**Problem statement:** Return the listing word for word, as given.

(Named object pointing entries)
* * *

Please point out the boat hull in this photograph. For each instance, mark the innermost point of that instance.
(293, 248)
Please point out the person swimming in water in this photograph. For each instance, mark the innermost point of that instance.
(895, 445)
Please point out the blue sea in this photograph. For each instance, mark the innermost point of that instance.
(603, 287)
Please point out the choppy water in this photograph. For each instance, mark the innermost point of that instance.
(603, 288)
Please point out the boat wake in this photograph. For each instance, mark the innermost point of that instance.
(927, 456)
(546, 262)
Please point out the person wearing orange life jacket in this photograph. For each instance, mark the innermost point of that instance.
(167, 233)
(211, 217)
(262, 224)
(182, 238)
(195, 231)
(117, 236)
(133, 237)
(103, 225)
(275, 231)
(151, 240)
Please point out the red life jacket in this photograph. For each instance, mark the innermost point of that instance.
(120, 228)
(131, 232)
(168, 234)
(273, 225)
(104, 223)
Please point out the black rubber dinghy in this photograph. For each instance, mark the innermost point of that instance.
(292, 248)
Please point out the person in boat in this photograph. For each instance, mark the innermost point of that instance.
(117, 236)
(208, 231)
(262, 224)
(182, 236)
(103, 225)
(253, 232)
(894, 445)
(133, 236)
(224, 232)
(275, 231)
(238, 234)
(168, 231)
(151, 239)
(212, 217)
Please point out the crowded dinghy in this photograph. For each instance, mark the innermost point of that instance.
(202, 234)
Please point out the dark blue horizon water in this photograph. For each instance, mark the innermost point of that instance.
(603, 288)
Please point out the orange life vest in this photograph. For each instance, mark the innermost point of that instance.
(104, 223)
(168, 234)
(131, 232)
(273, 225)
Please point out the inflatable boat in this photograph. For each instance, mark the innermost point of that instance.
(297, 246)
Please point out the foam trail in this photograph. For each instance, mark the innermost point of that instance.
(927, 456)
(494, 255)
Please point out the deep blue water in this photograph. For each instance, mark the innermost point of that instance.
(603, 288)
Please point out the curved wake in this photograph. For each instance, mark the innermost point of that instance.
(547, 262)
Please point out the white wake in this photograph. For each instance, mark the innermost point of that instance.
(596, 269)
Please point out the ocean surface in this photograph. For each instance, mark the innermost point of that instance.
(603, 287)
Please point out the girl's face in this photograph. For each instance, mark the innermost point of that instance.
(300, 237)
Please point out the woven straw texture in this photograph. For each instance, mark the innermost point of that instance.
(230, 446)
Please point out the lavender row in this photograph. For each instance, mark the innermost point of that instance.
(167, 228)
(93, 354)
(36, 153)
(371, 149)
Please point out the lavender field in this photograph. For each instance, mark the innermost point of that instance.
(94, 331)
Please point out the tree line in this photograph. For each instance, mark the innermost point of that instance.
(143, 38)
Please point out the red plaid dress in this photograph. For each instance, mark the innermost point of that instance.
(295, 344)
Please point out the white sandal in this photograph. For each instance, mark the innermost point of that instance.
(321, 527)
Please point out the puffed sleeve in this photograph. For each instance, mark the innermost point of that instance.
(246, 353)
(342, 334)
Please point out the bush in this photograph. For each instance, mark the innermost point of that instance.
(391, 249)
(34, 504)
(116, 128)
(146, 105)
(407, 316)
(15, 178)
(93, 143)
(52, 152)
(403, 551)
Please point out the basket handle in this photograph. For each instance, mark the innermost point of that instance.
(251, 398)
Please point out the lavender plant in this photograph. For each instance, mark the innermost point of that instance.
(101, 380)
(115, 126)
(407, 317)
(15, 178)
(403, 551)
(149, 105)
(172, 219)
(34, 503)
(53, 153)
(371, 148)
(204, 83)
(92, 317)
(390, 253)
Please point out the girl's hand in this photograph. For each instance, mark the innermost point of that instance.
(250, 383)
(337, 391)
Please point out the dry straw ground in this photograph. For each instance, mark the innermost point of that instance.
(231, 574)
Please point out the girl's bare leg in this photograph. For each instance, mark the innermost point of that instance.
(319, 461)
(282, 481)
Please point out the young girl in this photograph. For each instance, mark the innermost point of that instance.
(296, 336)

* * *

**Answer in full:**
Please point out the boat hull in this photograph. For each instance, mark the innermost point of that instance.
(293, 248)
Please point out the person swimming in water in this photograph. For each instance, mark the innermost point of that instance.
(895, 445)
Please point out the blue sea in this photograph. For each instance, mark the innermost point of that instance.
(603, 287)
Please point out the choppy water in this photograph. For each instance, mark the innermost point of that instance.
(603, 288)
Please point out the boat wake in this photograph. For each instance, mark the innermost point of that instance.
(927, 456)
(546, 262)
Please point out the person wearing orange life jacket in this photograph. For each instance, mark the innermost point of that instance.
(167, 233)
(211, 217)
(262, 224)
(182, 238)
(195, 231)
(117, 236)
(133, 237)
(103, 225)
(275, 231)
(151, 240)
Please point out the red life jacket in this photograph. For each instance, mark the innermost point of that instance.
(120, 228)
(131, 232)
(168, 234)
(273, 225)
(104, 223)
Please point out the black rubber dinghy in this photograph. For each instance, mark the innermost point of that instance.
(292, 248)
Please point out the person in boat in this photograph. For each instance, mark the innermost point of that instance.
(117, 236)
(208, 231)
(262, 224)
(182, 236)
(103, 225)
(253, 232)
(894, 445)
(133, 236)
(224, 232)
(275, 231)
(238, 234)
(168, 231)
(151, 239)
(212, 217)
Please point out the crowded dinghy in this photograph. For each instance, mark the innermost point of that instance.
(202, 234)
Please point out the dark blue horizon water in this photograph. For each instance, mark the innermost point of that instance.
(603, 288)
Please point out the orange life vest in this photograph. For each instance, mark the innermost point of that instance.
(104, 223)
(168, 234)
(131, 232)
(273, 225)
Please point out the inflatable boat in this photograph. For each instance, mark the innermost point of that instance.
(297, 246)
Please point out the foam trail in this photograph. For each instance, mark the innermost point of that instance.
(927, 456)
(494, 255)
Please point out the deep blue water in this photograph. For each instance, mark the innermost point of that instance.
(603, 288)
Please point out the curved wake in this photograph. For each instance, mark the innermost point of that instance.
(547, 262)
Please point out the white wake in this photograph. For each instance, mark the innermost point of that instance.
(596, 269)
Please point out the ocean surface in this photograph. For each instance, mark the innermost point of that instance.
(603, 287)
Please point out the girl's face in this photograph. For each instance, mark the innermost point of that instance.
(300, 237)
Please point out the woven straw texture in this photograph. For each instance, mark the innermost point of that instance.
(230, 446)
Please point out the lavender row in this photograph. For each instance, mark the innermost point of that instance.
(167, 228)
(93, 354)
(36, 153)
(371, 149)
Please point out the lavender field in this photograph. For each instance, mark the innermost point of that instance.
(94, 331)
Please point out the tree line in this photograph. For each instance, mark the innermost point of that instance.
(143, 38)
Please point out the red plaid dress in this photograph. For each instance, mark the innermost point of that instance.
(295, 344)
Please point out the white sandal in this photograph. For each instance, mark the innermost point of that instance.
(321, 527)
Please point out the puffed sleeve in this photograph. For each instance, mark the innermost point of that instance.
(246, 353)
(342, 334)
Please point out the bush in this photograph. For each instance, mark the innermost point of that instance.
(391, 249)
(34, 504)
(116, 128)
(146, 105)
(407, 316)
(15, 178)
(93, 143)
(52, 152)
(403, 551)
Please point out the basket handle in this photograph. For each instance, mark the innermost point of that instance.
(251, 398)
Please point out the lavender plant in this photograph. For each instance, mark the innermost point of that instance.
(101, 380)
(115, 126)
(407, 317)
(15, 178)
(403, 551)
(149, 105)
(172, 219)
(34, 503)
(53, 153)
(371, 148)
(204, 83)
(92, 317)
(390, 253)
Please point out the girl's hand in this photograph. For each instance, mark the innermost point of that instance.
(250, 383)
(337, 391)
Please point out the dry straw ground in this photograph. For each instance, mark the innermost point of that instance.
(231, 574)
Please point out the girl's bare leg in this photograph. For each instance, mark the innermost point of that instance.
(319, 461)
(282, 481)
Please point out the young girl in this photograph. For each instance, mark the innermost point of that instance.
(296, 336)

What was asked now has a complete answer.